### Permintaan 1:
Tolong salin ulang semua baris catatan dari awal catatan hingga baris yang memuat "[901,455,1046,504]", kedua ujung termasuk, dan geser setiap angka koordinat kotak pembatas di jawaban sebesar -28. Gambar jangan disertakan dalam jawaban.

### Teks sumber:
>>>>>

UNPAR.AC.ID, Bandung – Penguasaan hukum ekonomi internasional merupakan langkah yang penting dan strategis untuk negara Indonesia. Dengan menguasai hukum tersebut, kita akan mengetahui dan membela Indonesia dari berbagai isu nasional yang memiliki keterikatan kuat dengan kepentingan negara Indonesia.
Salah satu isu nasional terjadi pada awal tahun 2020 di mana Presiden Jokowi berdasarkan Peraturan Menteri Energi dan Sumber Daya Mineral (Permen ESDM) No. 11 tahun 2019 secara resmi menghentikan ekspor nikel, bauksit, dan timah secara bertahap. Latar belakang pemberhentian ini sendiri ialah untuk meningkatkan nilai tambah, mutu, dan menghidupkan hilirisasi industri khususnya baterai mobil listrik yang berbahan bakar dari nikel.
Hal tersebut dikemukakan oleh Dr. Elly Erawaty, S.H., LL.M selaku Lektor Kepala Fakultas Hukum Universitas Katolik Parahyangan (FH UNPAR) dalam orasionya di acara Dies Natalis ke-64 FH UNPAR. Orasio dengan tema “Implementasi Kedaulatan Indonesia atas Hasil Tambang dalam Perspektif Perdagangan Bebas: Hambatan dan Peluang menurut WTO Agreements serta Ancaman Retaliasi” diselenggarakan secara luring pada Kamis (15/9/22) di Ruang Auditorium Gedung Pusat Pembelajaran Arntz-Geise (PPAG) UNPAR.
Elly mengungkap bahwa kebijakan tersebut digugat oleh Uni Eropa (UE) setelah gagal melakukan konsultasi dengan Indonesia. Berbagai gugatan yang dilayangkan kini sedang diproses oleh World Trade Organization (WTO). Walaupun masalah yang tampak hanya terlihat sebagai masalah administratif, Indonesia sendiri pernah lalai dalam menepati prosedur administratif dan terkena gugatan.
“Uni Eropa menggugat Indonesia tidak transparan karena Indonesia tidak pernah memberitahu adanya kebijakan Permen ESDM No. 11 tahun 2019 ini ke WTO,” ujarnya.
Lebih lanjut, Elly mengungkap beberapa urgensi/permasalahan lain yang melatarbelakangi tema orasionya, antara lain:
- Pemberhentian ekspor hasil usaha pertambangan nikel oleh Presiden Indonesia berdasarkan Permen ESDM No. 11 tahun 2019.
- Majelis Banding (Appellate Body) dari WTO praktis tidak berfungsi karena berakhirnya masa jabatan semua anggotanya sementara upaya untuk mengangkat anggota baru selalu gagal karena penolakan oleh Amerika Serikat.

<<<<<

### Permintaan 2:
Terjemahkan kalimat dari teks sumber ini ke dalam bahasa Inggris: "Berbagai gugatan yang dilayangkan kini sedang diproses oleh World Trade Organization (WTO)."

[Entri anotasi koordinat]

>>>>>

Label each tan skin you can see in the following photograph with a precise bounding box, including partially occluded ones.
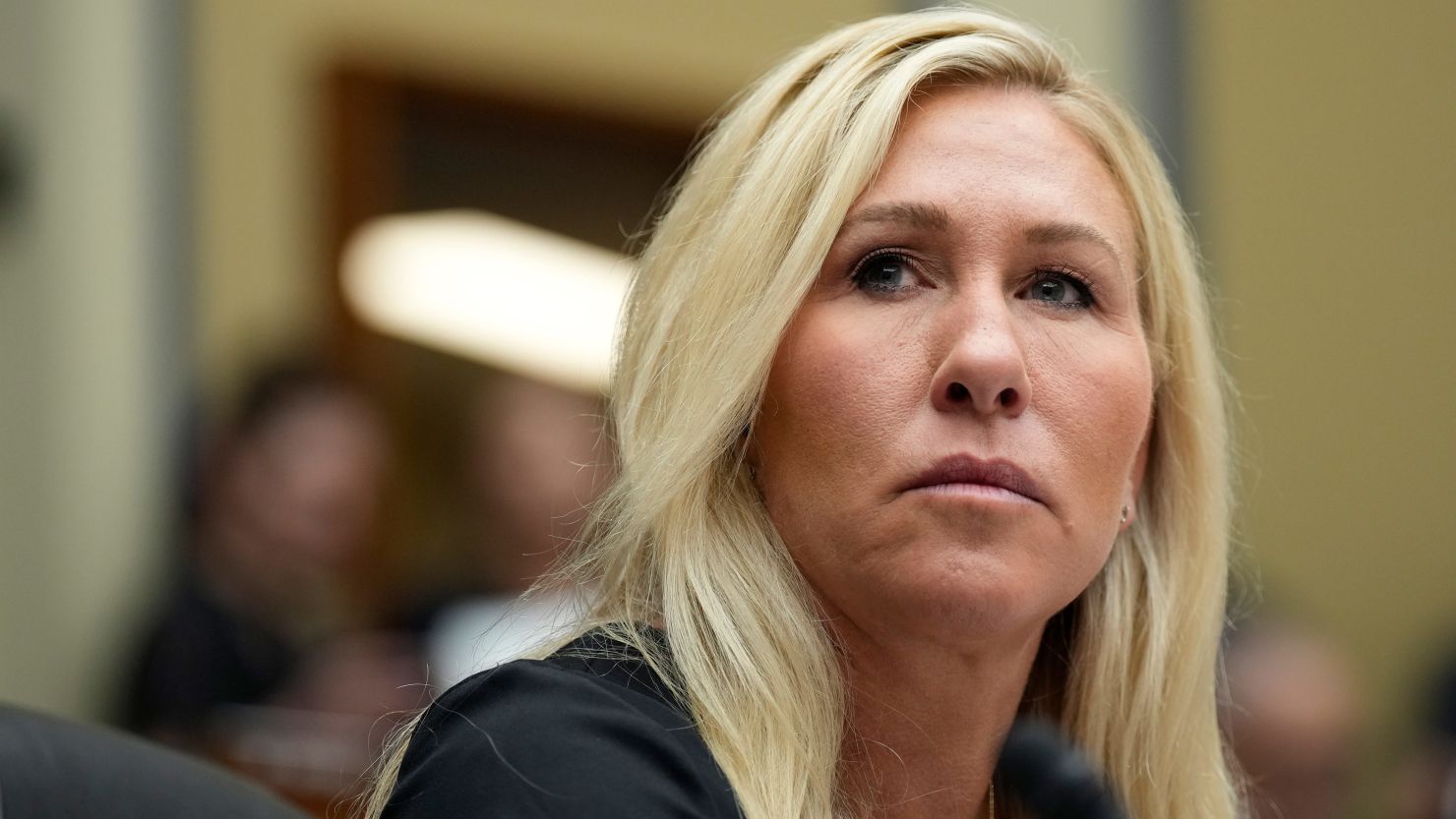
[750,86,1153,819]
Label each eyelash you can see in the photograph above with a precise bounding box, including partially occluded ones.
[1026,266,1098,310]
[849,248,1098,310]
[849,248,916,295]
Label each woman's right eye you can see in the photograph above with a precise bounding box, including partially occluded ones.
[849,250,914,294]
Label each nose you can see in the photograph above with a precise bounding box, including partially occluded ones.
[931,300,1031,418]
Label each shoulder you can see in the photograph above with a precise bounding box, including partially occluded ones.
[385,637,737,819]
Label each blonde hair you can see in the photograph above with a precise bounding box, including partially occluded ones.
[366,9,1237,819]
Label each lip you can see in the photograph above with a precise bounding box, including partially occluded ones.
[901,454,1047,504]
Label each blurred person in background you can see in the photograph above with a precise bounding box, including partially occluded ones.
[1220,614,1362,819]
[122,362,422,750]
[425,376,606,689]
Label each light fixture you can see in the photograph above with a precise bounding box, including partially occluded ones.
[342,211,631,391]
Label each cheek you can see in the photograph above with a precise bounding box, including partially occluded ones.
[1031,336,1153,504]
[753,307,917,547]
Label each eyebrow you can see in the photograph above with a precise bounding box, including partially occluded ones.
[1025,221,1122,263]
[840,203,1122,263]
[840,203,950,230]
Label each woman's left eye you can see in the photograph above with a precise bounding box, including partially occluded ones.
[1025,270,1093,310]
[849,250,916,295]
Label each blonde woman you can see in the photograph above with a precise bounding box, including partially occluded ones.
[371,10,1237,819]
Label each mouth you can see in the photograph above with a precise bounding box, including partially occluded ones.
[901,455,1046,504]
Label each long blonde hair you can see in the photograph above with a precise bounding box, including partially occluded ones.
[361,9,1237,819]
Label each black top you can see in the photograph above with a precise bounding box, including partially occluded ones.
[383,631,738,819]
[121,571,300,736]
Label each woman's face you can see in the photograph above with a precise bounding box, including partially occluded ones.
[750,88,1152,646]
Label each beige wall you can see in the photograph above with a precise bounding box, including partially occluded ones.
[0,0,169,714]
[194,0,1138,400]
[1191,0,1456,785]
[195,0,883,407]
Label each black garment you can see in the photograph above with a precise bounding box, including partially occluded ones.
[383,631,738,819]
[121,571,301,736]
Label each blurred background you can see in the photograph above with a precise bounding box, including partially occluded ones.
[0,0,1456,818]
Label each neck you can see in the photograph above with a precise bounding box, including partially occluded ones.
[840,628,1041,819]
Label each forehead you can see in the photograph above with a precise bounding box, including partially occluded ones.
[850,86,1135,261]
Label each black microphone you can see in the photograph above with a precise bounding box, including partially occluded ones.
[996,717,1127,819]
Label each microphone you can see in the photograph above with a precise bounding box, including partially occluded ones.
[996,717,1127,819]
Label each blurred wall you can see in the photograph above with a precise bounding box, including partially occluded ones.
[0,0,175,714]
[195,0,882,410]
[1189,0,1456,780]
[194,0,1141,401]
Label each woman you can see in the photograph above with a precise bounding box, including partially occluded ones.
[374,10,1235,819]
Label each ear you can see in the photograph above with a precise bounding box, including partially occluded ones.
[1119,421,1153,531]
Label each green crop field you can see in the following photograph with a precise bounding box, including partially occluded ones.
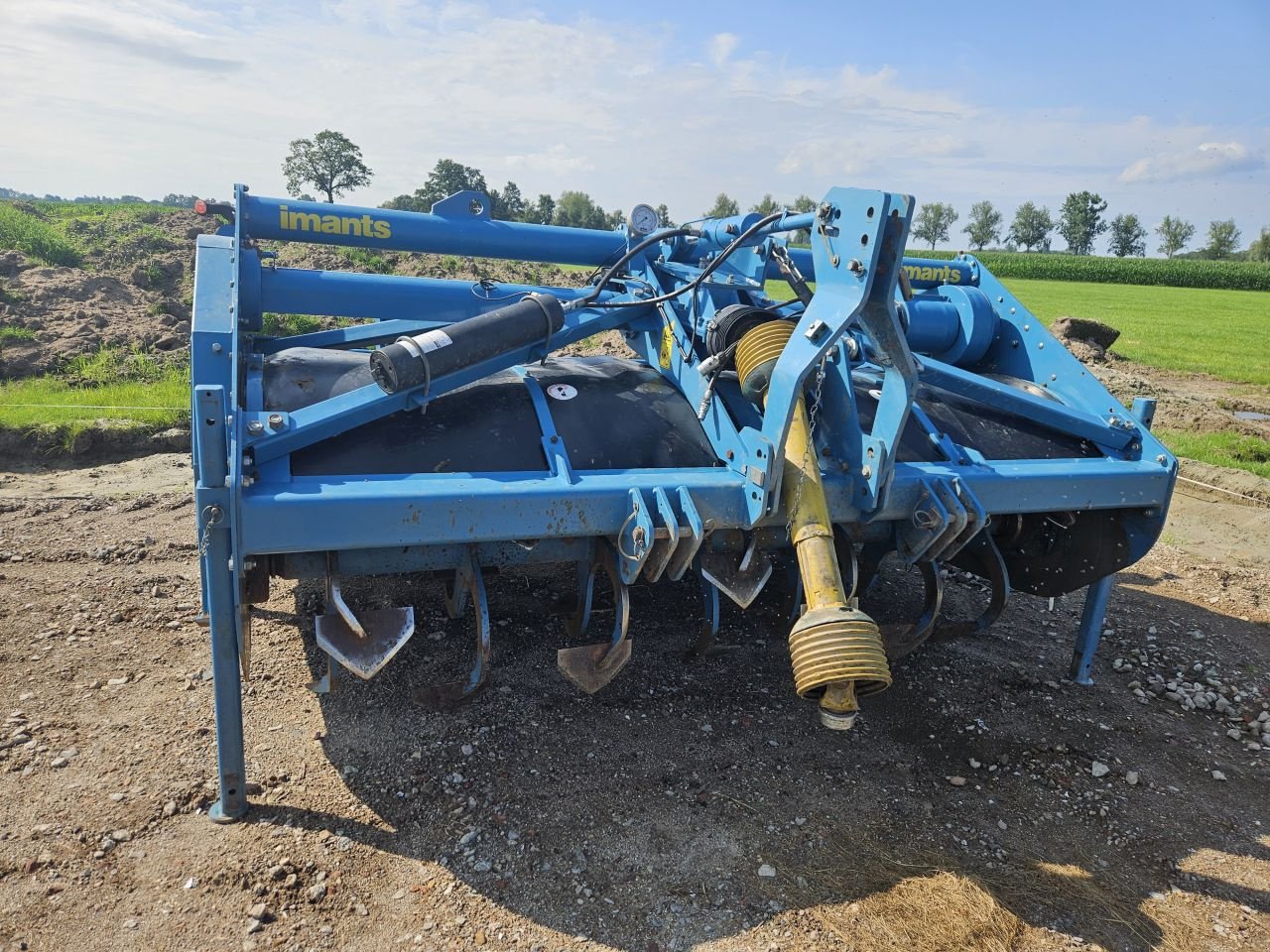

<<<<<

### Jawaban tertulis 1:
Label each tan skin you can see in the following photograph with a precise bounding box, including partially occluded ones.
[722,58,1125,791]
Label each eyelash you can see in the photograph above with a precise bounding box, including partially occluded ones.
[998,238,1070,282]
[821,220,1070,282]
[821,220,888,267]
Label each woman's right eye you can see in the photograph above with a precise bounding box, including partially occluded ones.
[821,222,886,266]
Label each nose you can see in the photograph above with a precise bounding box, including partially occluded ones.
[903,272,1003,390]
Label each shoulder you can see in the photograph above with a precise bounding box, including partially occluded ones.
[357,609,709,791]
Label each blonde hair you can see in the photograph above with a precise bounding box, including partially occluded ones.
[338,-19,1209,791]
Label each lip you can see in the photograph above with a precise bounding box, including partially occluded ones.
[873,426,1019,476]
Label each blurred person in background you can see in the photograph above with a precise bounding box, including partially occluded ones.
[1192,586,1334,791]
[94,334,394,722]
[397,348,578,661]
Label each light fixture you can see in the photograph above with a precise bounding box, including partially occluded ones.
[314,183,603,363]
Label each cheek you can see in the photograph above with a precise bounding box, including partially occluded ones.
[1003,308,1125,476]
[725,279,889,519]
Label each eyebrow you can see in the photograph above with a precise bounding box, including partially occluded ones.
[997,193,1094,235]
[812,175,1094,235]
[812,175,922,202]
Label each woman's left eye you can see in the photograph above with a precise bounding box, including partially occluded ones.
[997,242,1065,282]
[821,222,888,267]
Label each blonde woman you can see in the photograph above with a precise bounding box, including partially occluded ones.
[343,-18,1209,791]
Label each mouth you can see in the photograph above with a precise bounding box, including partially occluded ones.
[873,427,1018,476]

### Jawaban tertulis 2:
The various lawsuits that have been filed are now being processed by the World Trade Organization (WTO).